Texto fornecido —
--
03 – Estação Primeira de Mangueira é a terceira escola a entrar na Avenida
Por Redação
Reportagem: Gilvan Lopes, Heitor Olímpio, Jorge Bezerra, Gil Bezerra, Lú Rufino, Rafael Rios e Sirlene Oliveira
Fotos por Jorge Bezerra e Mariana Barcellos
Imagens: Marcelo Faria
Produção: Julia Fernandes
Suporte Remoto: Jack Costa
Editor: Julia Fernandes e Gilvan Lopes
Diretor de Jornalismo: Marcelo Faria
A Verde Rosa do Morro da Mangueira tenta conquistar mais um título para sua coleção de vitórias e leva para a Sapucaí em seu desfile o enredo: “A Verdade Vos Fará Livre”, desenvolvido pelo carnavalesco Leandro Vieira.
Refaz os passos de Jesus Cristo e se pergunta: “Como seria se Ele vivesse nos tempos atuais, em uma comunidade carente como a do morro da Mangueira, injustiças sofreria?
SAMBA ENREDO: “A Verdade Vos Fará Livre”
Autores: Manu da Cuíca e Luiz Carlos Máximo
Intérprete: Marquinho Art’Samba
Eu sou da Estação Primeira de Nazaré
Rosto negro, sangue índio, corpo de mulher
Moleque Pilintra no Buraco Quente
Meu nome é Jesus da Gente
Nasci de peito aberto, de punho cerrado
Meu pai carpinteiro desempregado
Minha mãe é Maria das Dores Brasil
Enxugo o suor de quem desce e sobe ladeira
Me encontro no amor que não encontra fronteira
Procura por mim nas fileiras contra a opressão
E no olhar da porta-bandeira pro seu pavilhão
Eu tô que tô dependurado
Em cordéis e Corcovados
Mas será que todo povo entendeu o meu recado?
--
Seção de dados —

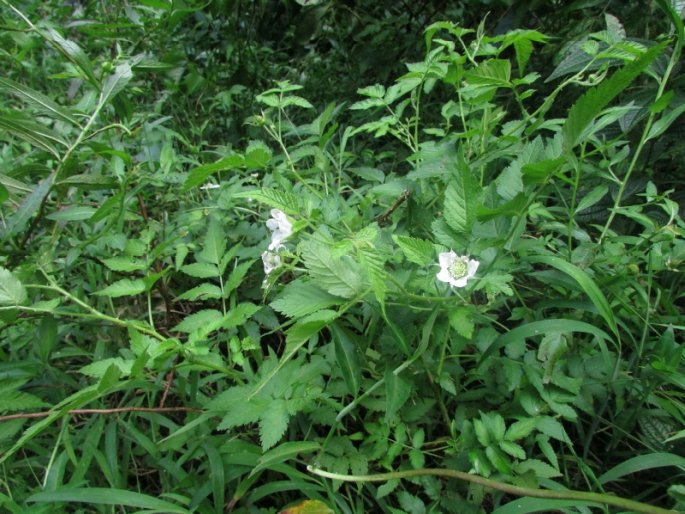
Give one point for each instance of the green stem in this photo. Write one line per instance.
--
O que fazer — Traduza para o inglês esta frase da reportagem sobre o desfile da Mangueira: "A Verde Rosa do Morro da Mangueira tenta conquistar mais um título para sua coleção de vitórias e leva para a Sapucaí em seu desfile o enredo: “A Verdade Vos Fará Livre”, desenvolvido pelo carnavalesco Leandro Vieira." Utilize somente o texto para responder.

Resolução do problema — The Green and Pink of Morro da Mangueira is trying to win yet another title for its collection of victories and brings to the Sapucaí in its parade the theme "The Truth Shall Make You Free," developed by carnival designer Leandro Vieira.